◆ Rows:
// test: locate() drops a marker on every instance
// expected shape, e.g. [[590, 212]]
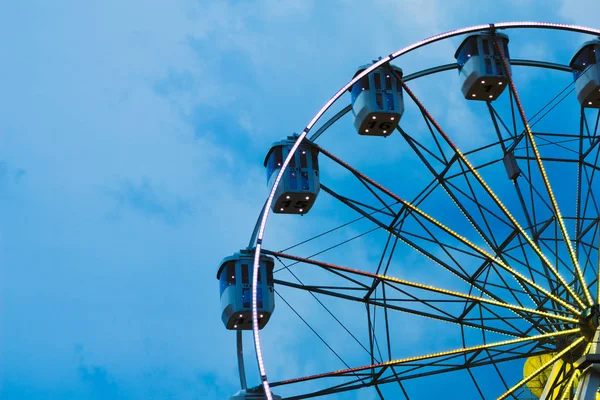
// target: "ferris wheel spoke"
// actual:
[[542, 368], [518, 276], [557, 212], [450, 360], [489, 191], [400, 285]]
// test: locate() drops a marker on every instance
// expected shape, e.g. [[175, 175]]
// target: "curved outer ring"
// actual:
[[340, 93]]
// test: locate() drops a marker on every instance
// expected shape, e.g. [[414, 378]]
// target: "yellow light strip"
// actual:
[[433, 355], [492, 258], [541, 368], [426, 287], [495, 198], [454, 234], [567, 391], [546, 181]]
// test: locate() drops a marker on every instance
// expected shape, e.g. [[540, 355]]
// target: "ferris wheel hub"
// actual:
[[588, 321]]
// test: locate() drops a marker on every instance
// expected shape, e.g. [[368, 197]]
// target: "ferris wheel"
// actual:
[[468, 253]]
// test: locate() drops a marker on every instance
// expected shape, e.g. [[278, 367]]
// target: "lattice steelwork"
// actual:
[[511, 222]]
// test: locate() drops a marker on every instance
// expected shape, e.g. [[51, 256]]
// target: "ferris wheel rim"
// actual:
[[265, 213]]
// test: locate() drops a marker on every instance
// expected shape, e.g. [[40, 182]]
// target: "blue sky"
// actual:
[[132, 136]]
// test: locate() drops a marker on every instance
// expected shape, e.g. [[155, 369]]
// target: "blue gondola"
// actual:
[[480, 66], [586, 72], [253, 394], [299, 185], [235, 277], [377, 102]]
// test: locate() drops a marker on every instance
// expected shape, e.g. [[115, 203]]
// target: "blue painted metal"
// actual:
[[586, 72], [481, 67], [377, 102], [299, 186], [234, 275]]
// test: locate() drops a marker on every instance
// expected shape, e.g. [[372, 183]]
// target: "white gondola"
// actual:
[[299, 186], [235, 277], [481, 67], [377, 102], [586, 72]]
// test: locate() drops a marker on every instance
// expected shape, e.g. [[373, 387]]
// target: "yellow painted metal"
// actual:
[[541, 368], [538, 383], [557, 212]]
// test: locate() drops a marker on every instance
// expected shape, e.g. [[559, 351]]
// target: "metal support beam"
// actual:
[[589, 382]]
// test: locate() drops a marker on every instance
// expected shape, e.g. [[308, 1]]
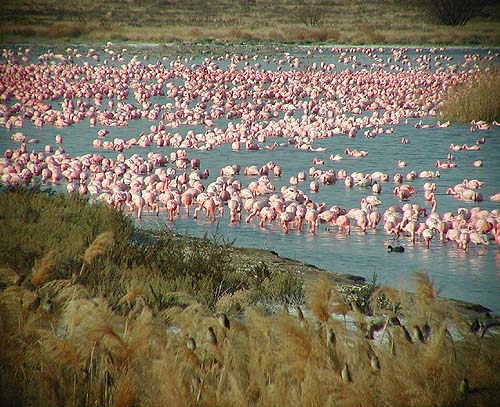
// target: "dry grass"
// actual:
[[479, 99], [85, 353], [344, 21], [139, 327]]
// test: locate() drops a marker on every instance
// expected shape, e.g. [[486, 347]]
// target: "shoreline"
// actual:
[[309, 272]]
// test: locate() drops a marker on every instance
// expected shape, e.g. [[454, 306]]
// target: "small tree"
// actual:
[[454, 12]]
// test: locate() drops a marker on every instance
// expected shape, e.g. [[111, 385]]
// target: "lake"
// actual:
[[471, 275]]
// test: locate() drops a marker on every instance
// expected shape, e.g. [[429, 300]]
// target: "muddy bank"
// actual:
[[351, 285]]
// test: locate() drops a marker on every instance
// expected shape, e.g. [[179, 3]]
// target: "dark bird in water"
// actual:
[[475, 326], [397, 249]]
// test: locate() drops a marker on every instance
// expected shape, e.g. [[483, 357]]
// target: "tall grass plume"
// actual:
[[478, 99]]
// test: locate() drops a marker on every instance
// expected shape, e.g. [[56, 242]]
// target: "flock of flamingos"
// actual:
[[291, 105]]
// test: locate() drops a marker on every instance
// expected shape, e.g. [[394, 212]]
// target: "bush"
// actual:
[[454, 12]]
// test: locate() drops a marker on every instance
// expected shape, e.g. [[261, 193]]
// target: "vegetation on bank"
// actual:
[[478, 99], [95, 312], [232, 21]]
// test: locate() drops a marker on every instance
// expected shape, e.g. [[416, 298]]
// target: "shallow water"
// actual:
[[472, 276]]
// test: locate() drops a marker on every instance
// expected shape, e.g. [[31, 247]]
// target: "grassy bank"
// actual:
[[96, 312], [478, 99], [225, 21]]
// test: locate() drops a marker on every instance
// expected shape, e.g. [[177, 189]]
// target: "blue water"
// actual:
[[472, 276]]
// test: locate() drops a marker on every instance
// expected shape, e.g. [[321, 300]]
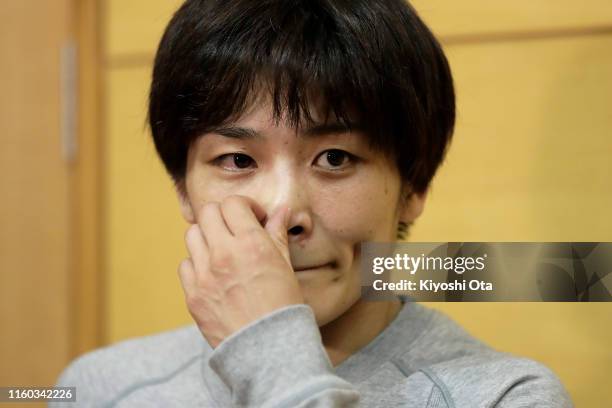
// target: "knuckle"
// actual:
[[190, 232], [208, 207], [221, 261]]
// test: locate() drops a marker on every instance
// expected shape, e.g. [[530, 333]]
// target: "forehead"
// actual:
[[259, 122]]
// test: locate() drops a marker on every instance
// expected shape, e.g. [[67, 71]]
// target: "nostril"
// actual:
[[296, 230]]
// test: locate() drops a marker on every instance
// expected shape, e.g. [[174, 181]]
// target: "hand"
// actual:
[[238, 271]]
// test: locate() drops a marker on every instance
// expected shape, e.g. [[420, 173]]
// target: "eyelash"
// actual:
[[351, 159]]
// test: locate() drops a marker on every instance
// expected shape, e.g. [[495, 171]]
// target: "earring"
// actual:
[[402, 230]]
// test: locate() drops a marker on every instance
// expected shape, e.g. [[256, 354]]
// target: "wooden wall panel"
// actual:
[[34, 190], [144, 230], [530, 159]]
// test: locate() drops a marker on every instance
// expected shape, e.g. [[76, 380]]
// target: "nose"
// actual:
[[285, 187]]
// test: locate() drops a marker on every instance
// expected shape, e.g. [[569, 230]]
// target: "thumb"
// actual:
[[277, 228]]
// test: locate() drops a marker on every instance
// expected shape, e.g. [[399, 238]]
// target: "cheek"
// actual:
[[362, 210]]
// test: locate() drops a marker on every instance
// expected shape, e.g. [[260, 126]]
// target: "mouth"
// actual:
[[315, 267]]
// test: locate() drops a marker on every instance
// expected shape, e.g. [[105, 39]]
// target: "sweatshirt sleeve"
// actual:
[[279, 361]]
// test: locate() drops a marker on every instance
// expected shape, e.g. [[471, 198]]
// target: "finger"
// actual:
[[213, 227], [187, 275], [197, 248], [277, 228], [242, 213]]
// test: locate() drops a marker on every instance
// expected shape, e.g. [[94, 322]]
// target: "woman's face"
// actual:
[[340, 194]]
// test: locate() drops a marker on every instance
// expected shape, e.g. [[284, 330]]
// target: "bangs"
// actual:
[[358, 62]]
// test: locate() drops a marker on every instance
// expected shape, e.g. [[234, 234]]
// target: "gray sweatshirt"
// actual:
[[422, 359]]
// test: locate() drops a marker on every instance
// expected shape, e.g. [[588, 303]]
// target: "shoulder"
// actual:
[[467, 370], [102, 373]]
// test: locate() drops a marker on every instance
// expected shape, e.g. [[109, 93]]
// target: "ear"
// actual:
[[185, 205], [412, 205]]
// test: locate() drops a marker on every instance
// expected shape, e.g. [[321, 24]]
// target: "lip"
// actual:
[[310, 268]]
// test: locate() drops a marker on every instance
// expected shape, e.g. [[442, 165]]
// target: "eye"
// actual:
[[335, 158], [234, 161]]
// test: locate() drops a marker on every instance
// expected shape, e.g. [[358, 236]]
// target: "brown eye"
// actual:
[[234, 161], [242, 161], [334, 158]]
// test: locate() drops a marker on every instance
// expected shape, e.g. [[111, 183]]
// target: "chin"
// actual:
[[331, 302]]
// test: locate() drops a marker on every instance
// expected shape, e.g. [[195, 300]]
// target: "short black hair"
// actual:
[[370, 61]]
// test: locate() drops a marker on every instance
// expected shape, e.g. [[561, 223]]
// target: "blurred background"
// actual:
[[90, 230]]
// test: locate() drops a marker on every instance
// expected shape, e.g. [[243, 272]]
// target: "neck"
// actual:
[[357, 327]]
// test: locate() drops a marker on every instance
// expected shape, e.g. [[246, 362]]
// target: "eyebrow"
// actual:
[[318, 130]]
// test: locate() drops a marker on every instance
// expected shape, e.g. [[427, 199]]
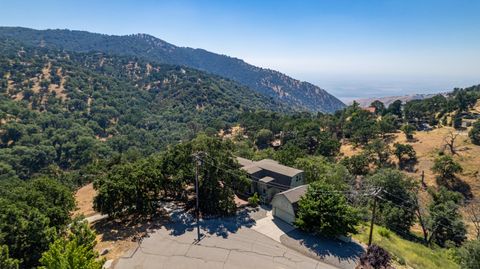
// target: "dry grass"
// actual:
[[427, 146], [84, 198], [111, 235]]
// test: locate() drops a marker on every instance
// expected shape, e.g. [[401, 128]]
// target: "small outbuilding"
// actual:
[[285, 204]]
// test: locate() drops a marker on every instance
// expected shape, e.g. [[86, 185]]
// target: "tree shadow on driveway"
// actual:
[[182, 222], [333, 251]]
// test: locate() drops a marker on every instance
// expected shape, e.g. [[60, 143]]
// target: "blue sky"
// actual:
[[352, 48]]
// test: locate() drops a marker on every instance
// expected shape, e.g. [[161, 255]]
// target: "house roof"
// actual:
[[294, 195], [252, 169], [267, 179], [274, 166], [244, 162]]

◆ Given request: Reproduce the rows from the very first line and stop after the line containing "[[299, 186], [235, 277], [481, 67], [377, 102], [586, 72]]", swapping each "gondola" for "cabin" and keeping everything else the same. Leave the pictures out.

◆ Reply to the task:
// test: locate() drops a marker on every instance
// expected shape, e.g. [[590, 212]]
// target: "ferris wheel spoke"
// actual:
[[542, 368], [518, 276], [557, 212], [450, 360], [489, 191], [400, 285]]
// test: locate() drops a marker on every instance
// expected shape, e.g. [[175, 175]]
// target: "curved outer ring"
// actual:
[[340, 93]]
// test: locate() drops a marker on every instance
// expected shape, e.g. [[414, 378]]
// target: "yellow light strip"
// actual:
[[433, 355], [492, 258], [541, 368], [426, 287], [495, 198], [454, 234], [567, 391], [546, 181]]
// test: locate() drops a marker on every instance
// expected shape, e.g. [[540, 355]]
// target: "ferris wheel hub"
// actual:
[[588, 321]]
// test: locate() drops a marker on every instance
// expected shape, e.g. [[368, 197]]
// target: "ferris wheel"
// actual:
[[468, 253]]
// test: locate() drops a marker on every instance
// expected shape, e.g. [[278, 367]]
// target: "lattice steelwork"
// actual:
[[511, 222]]
// test: locate() drops a marker on every instance
// expected shape, e.g. [[51, 256]]
// target: "ferris wheel rim"
// actual:
[[265, 213]]
// test: locate() drops a marker on every instance
// expected shape, e.g. [[40, 182]]
// target: "blue sky"
// actual:
[[132, 136]]
// test: locate() drops a marker on every instance
// expected shape, e.g. [[155, 369]]
// target: "blue cabin"
// actual:
[[480, 66], [586, 72], [253, 394], [299, 185], [235, 277], [377, 102]]
// test: locate() drops a marker on every instance
// expected shape, e.g. [[115, 203]]
// target: "blue painted metal"
// actual:
[[586, 72], [481, 67], [377, 102], [299, 186], [234, 275]]
// test: locate() drops a marker on every instance
// expected shape, e.g. [[372, 183]]
// target: "white cabin"
// actual:
[[299, 186], [235, 277], [481, 67], [377, 102], [586, 72]]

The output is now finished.